■ Aim of the exercise ■
Copy each of the following entries line for line, without changing a single character.

■ Provided information ■
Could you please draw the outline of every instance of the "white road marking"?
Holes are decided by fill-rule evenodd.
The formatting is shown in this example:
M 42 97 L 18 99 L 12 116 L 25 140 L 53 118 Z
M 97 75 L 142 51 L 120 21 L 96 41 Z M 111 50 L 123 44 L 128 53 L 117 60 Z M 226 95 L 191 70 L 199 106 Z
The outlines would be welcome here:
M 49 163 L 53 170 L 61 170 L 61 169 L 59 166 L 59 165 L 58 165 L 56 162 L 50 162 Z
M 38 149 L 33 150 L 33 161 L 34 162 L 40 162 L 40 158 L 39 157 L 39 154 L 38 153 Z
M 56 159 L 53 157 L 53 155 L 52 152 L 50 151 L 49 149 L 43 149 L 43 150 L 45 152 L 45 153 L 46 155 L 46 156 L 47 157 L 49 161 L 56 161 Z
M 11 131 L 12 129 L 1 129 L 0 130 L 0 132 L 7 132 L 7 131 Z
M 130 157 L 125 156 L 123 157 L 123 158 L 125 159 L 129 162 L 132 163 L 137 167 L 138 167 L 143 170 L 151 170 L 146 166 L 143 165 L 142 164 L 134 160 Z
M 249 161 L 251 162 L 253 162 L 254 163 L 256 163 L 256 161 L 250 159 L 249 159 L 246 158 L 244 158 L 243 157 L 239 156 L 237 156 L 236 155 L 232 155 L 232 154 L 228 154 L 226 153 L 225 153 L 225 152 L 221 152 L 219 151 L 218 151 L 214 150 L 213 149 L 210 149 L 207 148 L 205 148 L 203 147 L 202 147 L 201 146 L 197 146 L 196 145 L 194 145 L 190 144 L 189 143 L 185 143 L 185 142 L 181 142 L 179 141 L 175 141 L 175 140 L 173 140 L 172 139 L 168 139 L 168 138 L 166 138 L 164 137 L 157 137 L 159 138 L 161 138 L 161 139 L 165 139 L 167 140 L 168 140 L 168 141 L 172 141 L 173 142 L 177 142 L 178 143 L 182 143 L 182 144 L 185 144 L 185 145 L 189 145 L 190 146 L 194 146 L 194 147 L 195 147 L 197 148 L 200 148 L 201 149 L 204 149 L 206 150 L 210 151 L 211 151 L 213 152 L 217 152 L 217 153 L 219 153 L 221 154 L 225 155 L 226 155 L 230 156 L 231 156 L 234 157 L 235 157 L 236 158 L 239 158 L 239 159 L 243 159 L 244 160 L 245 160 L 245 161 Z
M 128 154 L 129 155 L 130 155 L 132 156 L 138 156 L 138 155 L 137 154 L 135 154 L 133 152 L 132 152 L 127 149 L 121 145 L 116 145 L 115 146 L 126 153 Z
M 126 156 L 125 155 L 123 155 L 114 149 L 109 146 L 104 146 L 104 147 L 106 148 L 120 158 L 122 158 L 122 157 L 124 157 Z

■ The answer ■
Could you please draw the outline of every instance of the "white road marking"?
Holes are decided by fill-rule evenodd.
The formatting is shown in this example:
M 42 97 L 18 99 L 12 116 L 25 140 L 53 118 Z
M 97 75 L 142 51 L 120 21 L 96 41 Z M 111 50 L 123 44 L 128 53 L 117 60 Z M 226 95 L 191 70 L 199 106 Z
The outlines would be welcome here:
M 49 163 L 53 170 L 61 170 L 61 169 L 59 166 L 59 165 L 58 165 L 56 162 L 50 162 Z
M 38 149 L 33 150 L 33 161 L 34 162 L 40 162 L 40 158 L 39 157 L 39 154 L 38 153 Z
M 56 159 L 53 157 L 53 155 L 52 152 L 50 151 L 49 149 L 43 149 L 43 150 L 45 152 L 45 153 L 46 155 L 46 156 L 47 157 L 49 161 L 56 161 Z
M 11 131 L 12 129 L 1 129 L 0 130 L 0 132 L 7 132 L 7 131 Z
M 130 157 L 125 156 L 123 157 L 123 158 L 125 159 L 129 162 L 132 163 L 137 167 L 138 167 L 143 170 L 151 170 L 146 166 L 143 165 L 142 164 L 134 160 Z
M 249 161 L 251 162 L 253 162 L 254 163 L 256 163 L 256 161 L 250 159 L 249 159 L 246 158 L 244 158 L 243 157 L 239 156 L 237 156 L 236 155 L 232 155 L 232 154 L 228 154 L 226 153 L 225 153 L 225 152 L 221 152 L 219 151 L 218 151 L 214 150 L 213 149 L 210 149 L 207 148 L 205 148 L 203 147 L 202 147 L 201 146 L 197 146 L 196 145 L 194 145 L 190 144 L 189 143 L 185 143 L 185 142 L 181 142 L 179 141 L 175 141 L 175 140 L 173 140 L 172 139 L 168 139 L 168 138 L 166 138 L 164 137 L 157 137 L 159 138 L 161 138 L 161 139 L 165 139 L 167 140 L 168 140 L 168 141 L 172 141 L 173 142 L 177 142 L 178 143 L 182 143 L 182 144 L 185 144 L 185 145 L 189 145 L 190 146 L 194 146 L 194 147 L 195 147 L 197 148 L 200 148 L 201 149 L 204 149 L 206 150 L 210 151 L 211 151 L 213 152 L 217 152 L 217 153 L 219 153 L 221 154 L 225 155 L 226 155 L 230 156 L 231 156 L 234 157 L 235 157 L 236 158 L 239 158 L 239 159 L 243 159 L 244 160 L 245 160 L 245 161 Z
M 128 154 L 129 155 L 130 155 L 132 156 L 138 156 L 138 155 L 137 154 L 135 154 L 133 152 L 132 152 L 127 149 L 121 145 L 116 145 L 115 146 L 126 153 Z
M 126 156 L 125 155 L 123 155 L 114 149 L 109 146 L 104 146 L 104 147 L 106 148 L 120 158 L 122 158 L 122 157 L 124 157 Z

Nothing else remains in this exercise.